** Start Quoted passage **

The opinion of the court was delivered by: HAROLD BAER, JR., District Judge[fn1] [fn1] Audrey Roofeh, a fall 2003 intern in my Chambers and a second — year law student at Benjamin N. Cardozo School of Law, provided substantial assistance in the research and drafting of this opinion.


Defendants, and Third — Party Plaintiffs Lennox Lewis, Lennox Lewis Enterprises, Inc., and New Jersey Sports Productions, Inc., d/b/a, Main Events (collectively "Lewis"), move for an order pursuant to 18 U.S.C.A. § 401 and Federal Rule of Criminal Procedure ("Fed.R. Crim. P.") 42(1) holding plaintiffs and third — party defendants Panix Promotions, Ltd., Panix of the U S., Inc, and Panos Eliades*fn2(colletively "Panix Parties ") in civil contempt of this Court February 15, 2002 Order ("February 15 Order" or "Order"), (2) incarcerating Panos Eliades until such time as Panix Parties comply with then — Court ordered obligations, and (3) appointing an Assistant United States Attorney or other prosecutor to initiate criminal contempt proceedings Page 2 against the Panix Parties. For the foregoing reasons, Lewis' motion for civil contempt is granted — in — part and denied — in — part, and his request for criminal proceedings is denied.

** End Quoted passage **

#### [Tasks to perform]
(A) In the court opinion, what happens to Lewis' request for criminal proceedings?
(B) Write out the passage of the court opinion between "The opinion of" and "of this opinion.", inclusive.

** Start Listing **

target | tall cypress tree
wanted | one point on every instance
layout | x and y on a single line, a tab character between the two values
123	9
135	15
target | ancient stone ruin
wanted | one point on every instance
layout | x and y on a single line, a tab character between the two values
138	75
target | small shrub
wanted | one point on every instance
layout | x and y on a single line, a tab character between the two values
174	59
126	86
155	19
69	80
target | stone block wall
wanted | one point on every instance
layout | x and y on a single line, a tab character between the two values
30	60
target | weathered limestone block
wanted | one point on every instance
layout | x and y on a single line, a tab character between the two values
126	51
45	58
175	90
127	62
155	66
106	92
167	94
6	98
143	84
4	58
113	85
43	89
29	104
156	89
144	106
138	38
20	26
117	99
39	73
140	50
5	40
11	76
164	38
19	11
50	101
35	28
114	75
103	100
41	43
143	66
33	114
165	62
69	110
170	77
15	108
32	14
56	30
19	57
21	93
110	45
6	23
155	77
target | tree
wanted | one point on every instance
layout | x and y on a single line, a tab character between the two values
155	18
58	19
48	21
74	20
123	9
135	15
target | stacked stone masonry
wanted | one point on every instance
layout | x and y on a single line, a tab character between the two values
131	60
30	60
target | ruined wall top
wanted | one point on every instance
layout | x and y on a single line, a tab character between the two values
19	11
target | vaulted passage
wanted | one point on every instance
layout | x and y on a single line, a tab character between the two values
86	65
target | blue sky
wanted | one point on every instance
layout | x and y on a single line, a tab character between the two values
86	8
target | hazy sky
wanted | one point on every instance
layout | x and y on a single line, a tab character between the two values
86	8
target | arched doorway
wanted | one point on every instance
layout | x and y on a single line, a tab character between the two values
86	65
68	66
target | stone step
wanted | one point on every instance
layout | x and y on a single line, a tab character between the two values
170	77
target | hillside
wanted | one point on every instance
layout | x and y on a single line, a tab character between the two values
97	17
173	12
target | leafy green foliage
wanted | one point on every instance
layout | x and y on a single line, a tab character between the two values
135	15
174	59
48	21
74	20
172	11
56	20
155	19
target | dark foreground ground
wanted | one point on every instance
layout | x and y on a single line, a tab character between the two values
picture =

** End Listing **

#### [Solutions by task]
(A) It is denied.

(B)
The opinion of the court was delivered by: HAROLD BAER, JR., District Judge[fn1] [fn1] Audrey Roofeh, a fall 2003 intern in my Chambers and a second — year law student at Benjamin N. Cardozo School of Law, provided substantial assistance in the research and drafting of this opinion.